▶ Listed entries
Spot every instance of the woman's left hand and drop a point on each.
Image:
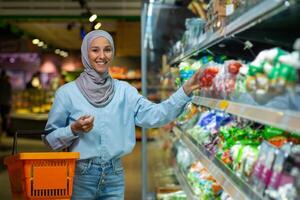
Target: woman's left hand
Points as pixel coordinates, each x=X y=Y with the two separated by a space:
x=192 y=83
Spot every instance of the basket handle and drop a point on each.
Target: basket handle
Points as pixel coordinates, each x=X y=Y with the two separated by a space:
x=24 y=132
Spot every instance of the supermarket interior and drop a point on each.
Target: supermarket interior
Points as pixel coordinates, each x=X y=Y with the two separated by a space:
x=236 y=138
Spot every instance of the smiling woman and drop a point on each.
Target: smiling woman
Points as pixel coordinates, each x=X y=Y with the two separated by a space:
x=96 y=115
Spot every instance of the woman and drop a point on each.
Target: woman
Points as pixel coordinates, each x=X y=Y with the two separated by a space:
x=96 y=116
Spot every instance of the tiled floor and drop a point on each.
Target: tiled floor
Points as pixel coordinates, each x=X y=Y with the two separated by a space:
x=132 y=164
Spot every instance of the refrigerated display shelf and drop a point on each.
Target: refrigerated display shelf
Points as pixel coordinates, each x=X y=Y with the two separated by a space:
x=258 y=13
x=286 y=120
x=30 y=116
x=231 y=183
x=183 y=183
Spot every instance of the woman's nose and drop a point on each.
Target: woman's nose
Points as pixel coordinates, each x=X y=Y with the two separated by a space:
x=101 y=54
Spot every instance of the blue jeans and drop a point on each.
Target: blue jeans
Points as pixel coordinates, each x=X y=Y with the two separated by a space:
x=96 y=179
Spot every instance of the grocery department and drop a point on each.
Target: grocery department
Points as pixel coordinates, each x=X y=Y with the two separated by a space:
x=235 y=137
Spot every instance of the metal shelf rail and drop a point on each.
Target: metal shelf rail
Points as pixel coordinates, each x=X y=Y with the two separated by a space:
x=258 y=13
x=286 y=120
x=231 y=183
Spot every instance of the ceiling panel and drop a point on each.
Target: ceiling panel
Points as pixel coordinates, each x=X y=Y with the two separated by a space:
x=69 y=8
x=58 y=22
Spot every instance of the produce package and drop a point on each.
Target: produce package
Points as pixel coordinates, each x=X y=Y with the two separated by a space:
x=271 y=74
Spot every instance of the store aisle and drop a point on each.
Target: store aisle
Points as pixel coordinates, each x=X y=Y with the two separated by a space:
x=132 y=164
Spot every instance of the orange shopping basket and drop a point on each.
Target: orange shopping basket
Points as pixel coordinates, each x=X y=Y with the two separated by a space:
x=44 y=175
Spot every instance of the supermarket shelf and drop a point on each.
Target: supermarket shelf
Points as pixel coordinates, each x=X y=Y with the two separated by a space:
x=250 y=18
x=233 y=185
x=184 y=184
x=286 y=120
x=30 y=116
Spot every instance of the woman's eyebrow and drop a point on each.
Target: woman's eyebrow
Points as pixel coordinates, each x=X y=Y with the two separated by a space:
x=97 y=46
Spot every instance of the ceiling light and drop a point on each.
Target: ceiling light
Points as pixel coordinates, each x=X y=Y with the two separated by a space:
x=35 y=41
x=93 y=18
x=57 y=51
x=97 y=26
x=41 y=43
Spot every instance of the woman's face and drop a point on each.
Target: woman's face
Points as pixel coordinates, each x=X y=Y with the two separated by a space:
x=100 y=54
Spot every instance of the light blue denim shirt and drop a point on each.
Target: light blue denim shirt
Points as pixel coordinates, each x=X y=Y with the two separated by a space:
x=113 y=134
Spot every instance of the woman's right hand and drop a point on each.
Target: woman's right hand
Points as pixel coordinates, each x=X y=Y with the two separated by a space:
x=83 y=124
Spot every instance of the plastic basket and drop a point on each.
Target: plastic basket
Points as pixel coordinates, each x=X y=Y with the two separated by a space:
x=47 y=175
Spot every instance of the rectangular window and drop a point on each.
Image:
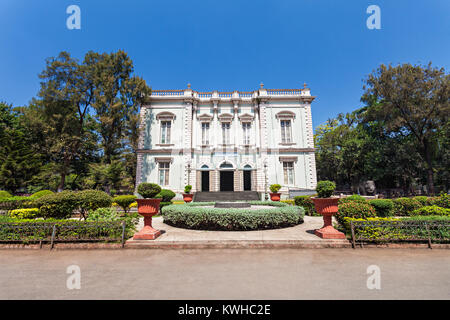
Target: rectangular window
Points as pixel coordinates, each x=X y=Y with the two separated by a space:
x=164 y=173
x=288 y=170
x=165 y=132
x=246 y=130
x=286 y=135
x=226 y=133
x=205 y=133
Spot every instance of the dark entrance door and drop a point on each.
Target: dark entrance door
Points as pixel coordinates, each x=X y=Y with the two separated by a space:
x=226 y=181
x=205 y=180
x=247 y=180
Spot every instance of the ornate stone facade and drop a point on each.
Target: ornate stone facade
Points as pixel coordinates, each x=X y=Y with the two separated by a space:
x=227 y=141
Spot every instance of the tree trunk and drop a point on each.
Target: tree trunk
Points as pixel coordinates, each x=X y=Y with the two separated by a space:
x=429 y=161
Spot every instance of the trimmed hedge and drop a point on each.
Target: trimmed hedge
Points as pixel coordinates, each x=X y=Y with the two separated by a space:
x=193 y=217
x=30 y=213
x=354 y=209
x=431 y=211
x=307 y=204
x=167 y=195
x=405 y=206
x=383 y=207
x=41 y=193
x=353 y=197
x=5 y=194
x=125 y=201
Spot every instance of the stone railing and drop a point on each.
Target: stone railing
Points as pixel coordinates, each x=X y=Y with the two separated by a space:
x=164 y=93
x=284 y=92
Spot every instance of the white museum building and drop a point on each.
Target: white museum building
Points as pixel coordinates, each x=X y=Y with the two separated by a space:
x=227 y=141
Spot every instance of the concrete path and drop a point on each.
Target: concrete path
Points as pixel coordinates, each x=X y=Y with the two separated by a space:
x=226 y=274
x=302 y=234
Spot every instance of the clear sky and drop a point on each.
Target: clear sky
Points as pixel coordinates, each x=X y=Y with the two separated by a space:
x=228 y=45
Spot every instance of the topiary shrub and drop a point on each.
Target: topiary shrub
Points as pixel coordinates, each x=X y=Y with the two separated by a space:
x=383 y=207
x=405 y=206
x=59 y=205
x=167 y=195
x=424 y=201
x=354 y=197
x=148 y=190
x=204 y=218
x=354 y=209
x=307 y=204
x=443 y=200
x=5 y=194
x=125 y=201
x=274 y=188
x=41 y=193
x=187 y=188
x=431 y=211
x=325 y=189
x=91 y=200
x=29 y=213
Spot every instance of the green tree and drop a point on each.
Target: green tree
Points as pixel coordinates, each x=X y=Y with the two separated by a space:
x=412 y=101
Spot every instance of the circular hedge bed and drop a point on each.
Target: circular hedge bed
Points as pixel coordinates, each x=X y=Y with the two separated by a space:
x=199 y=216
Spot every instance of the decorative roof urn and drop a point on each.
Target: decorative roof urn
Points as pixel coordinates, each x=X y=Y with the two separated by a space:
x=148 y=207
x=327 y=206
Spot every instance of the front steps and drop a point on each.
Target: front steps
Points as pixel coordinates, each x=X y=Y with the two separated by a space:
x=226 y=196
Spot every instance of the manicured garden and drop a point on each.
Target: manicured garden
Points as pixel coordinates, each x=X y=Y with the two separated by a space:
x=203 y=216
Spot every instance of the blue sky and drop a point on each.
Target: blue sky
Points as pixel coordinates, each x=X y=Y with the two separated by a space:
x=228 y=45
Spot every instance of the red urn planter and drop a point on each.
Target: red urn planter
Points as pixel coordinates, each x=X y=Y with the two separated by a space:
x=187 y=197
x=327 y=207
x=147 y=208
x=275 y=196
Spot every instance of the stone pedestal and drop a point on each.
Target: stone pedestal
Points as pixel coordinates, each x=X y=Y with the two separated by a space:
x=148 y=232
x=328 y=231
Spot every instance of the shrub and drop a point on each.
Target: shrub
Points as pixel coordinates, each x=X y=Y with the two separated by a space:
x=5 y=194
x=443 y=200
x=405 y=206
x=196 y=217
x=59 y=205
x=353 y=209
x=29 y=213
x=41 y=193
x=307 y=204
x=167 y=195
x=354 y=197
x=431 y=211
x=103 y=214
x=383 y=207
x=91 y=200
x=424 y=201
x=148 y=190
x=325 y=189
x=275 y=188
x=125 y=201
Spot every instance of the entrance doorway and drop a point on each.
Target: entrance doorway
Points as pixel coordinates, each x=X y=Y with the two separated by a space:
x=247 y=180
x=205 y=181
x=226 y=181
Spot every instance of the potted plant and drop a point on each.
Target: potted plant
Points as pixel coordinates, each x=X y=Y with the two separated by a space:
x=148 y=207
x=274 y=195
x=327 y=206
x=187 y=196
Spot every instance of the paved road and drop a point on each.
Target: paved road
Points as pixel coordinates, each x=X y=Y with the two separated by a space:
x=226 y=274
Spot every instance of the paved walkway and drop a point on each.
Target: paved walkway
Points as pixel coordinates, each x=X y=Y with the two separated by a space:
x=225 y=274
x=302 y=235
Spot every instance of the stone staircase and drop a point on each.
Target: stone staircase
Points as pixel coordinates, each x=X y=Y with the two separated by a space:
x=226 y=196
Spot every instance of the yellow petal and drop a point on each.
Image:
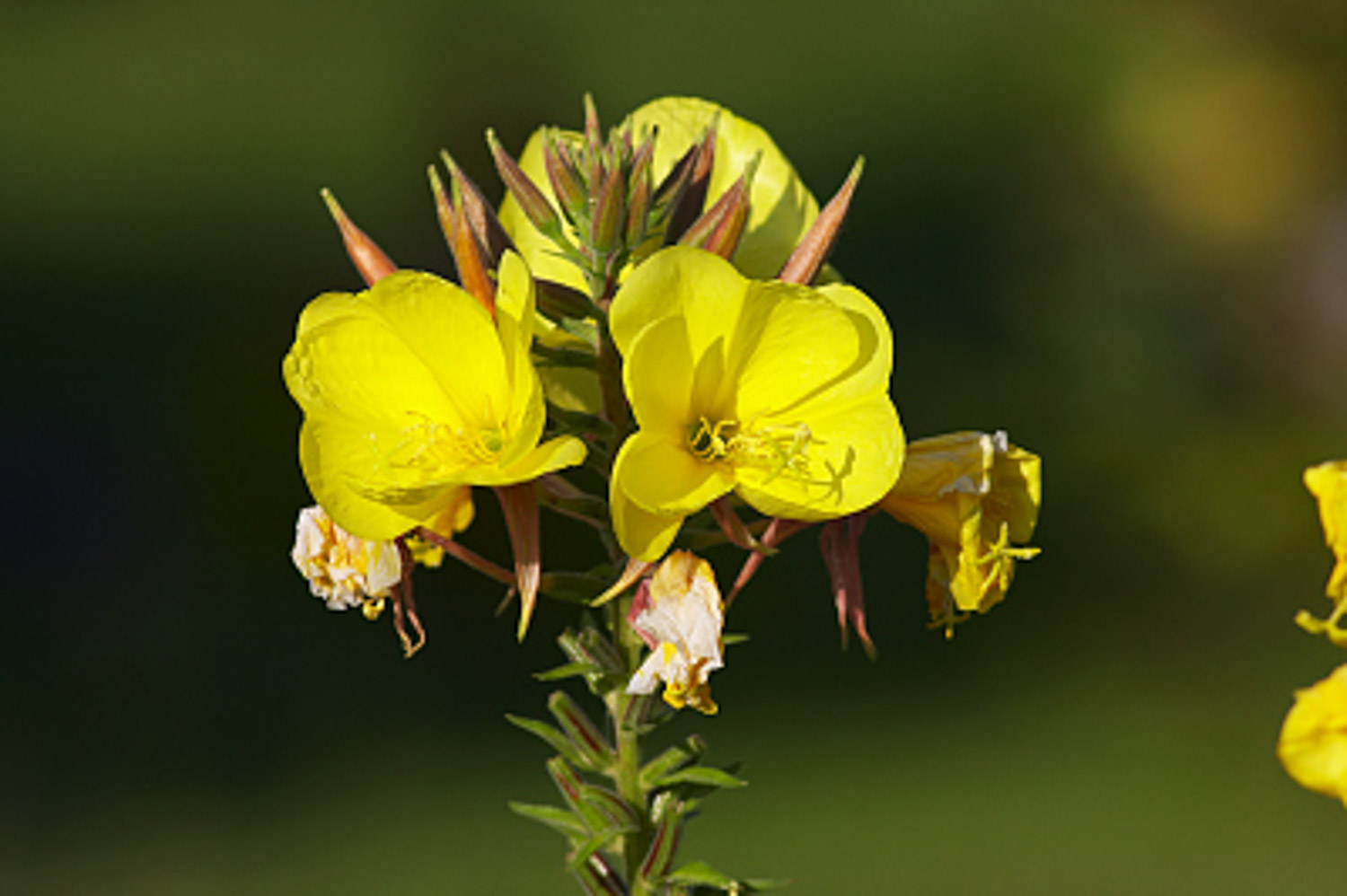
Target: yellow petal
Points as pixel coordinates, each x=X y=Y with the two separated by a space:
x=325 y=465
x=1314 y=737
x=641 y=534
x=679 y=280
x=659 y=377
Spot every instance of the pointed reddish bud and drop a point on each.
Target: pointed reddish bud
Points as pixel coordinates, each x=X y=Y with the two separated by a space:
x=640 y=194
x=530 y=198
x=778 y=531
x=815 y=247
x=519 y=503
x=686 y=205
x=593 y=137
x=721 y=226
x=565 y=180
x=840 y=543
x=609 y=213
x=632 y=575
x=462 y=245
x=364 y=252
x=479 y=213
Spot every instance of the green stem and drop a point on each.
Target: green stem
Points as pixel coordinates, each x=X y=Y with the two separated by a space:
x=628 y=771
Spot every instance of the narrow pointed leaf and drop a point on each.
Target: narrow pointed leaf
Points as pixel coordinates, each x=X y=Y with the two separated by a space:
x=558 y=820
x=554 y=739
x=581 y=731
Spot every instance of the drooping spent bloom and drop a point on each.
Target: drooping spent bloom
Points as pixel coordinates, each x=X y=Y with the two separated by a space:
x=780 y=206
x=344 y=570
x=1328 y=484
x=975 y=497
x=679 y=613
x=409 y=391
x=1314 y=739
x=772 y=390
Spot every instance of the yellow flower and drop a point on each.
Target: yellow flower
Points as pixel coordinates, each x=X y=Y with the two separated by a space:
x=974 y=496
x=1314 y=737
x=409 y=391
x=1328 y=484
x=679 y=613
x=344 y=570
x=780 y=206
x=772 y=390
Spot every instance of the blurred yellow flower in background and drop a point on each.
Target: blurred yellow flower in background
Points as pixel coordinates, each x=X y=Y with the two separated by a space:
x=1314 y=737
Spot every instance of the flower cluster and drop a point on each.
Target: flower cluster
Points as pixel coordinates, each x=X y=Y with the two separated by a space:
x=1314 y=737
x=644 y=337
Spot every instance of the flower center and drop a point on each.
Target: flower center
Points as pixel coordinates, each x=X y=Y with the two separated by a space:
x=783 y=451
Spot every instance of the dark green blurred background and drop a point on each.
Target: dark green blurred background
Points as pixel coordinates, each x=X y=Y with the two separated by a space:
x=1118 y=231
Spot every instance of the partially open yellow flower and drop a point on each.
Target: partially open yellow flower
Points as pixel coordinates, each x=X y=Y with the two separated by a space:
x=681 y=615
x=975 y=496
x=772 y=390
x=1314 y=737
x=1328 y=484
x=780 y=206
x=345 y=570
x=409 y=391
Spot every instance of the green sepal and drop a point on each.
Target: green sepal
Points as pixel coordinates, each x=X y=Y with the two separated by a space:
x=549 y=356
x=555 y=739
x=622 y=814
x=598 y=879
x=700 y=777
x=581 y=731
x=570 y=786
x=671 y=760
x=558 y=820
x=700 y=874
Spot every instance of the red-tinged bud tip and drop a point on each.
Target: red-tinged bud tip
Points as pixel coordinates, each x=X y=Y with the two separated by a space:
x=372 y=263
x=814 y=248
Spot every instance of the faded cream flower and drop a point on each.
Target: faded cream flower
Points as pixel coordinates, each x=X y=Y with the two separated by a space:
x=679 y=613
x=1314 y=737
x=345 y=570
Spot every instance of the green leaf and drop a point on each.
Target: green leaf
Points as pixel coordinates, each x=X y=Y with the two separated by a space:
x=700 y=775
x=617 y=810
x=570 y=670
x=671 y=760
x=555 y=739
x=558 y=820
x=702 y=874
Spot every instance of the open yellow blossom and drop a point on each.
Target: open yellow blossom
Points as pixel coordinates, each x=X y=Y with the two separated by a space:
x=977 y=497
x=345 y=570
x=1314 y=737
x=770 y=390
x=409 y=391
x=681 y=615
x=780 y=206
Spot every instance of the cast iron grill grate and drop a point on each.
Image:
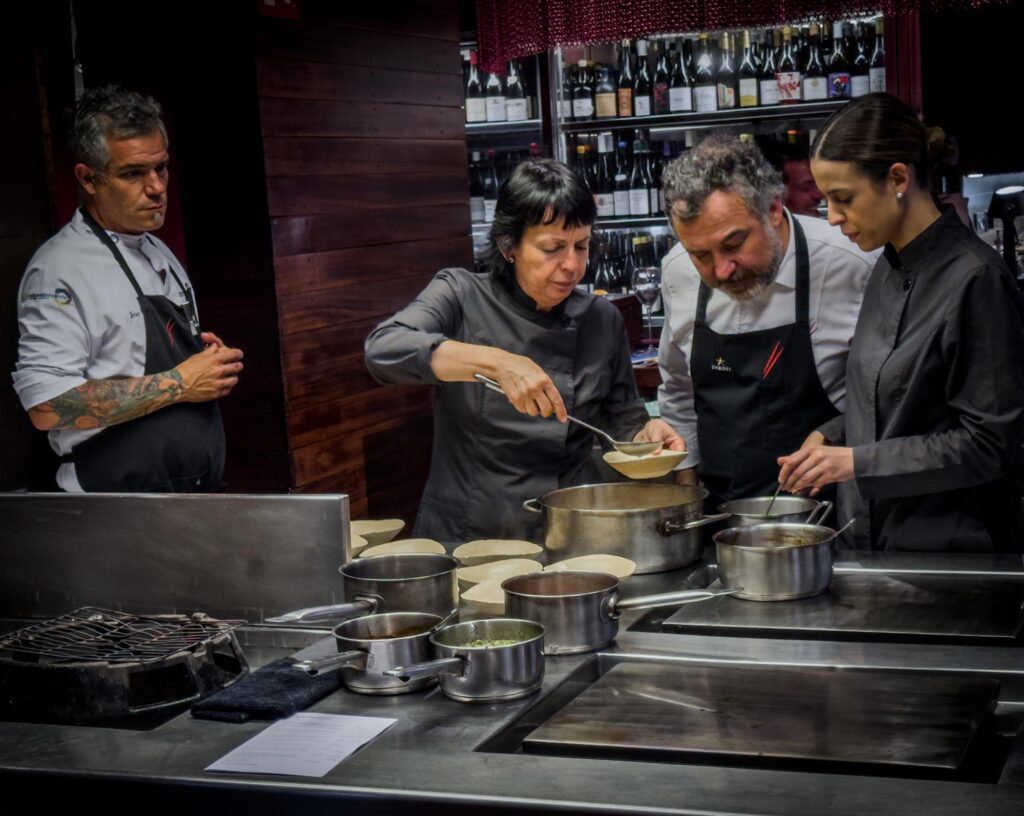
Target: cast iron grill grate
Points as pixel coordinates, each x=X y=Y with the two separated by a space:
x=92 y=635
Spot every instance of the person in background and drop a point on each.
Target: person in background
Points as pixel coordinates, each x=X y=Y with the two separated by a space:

▶ Work task
All lines of the records above with the word "floor" in them are to be copied.

▶ Result
Spot every instance of the tiled floor and drop a point on each.
Target: tiled floor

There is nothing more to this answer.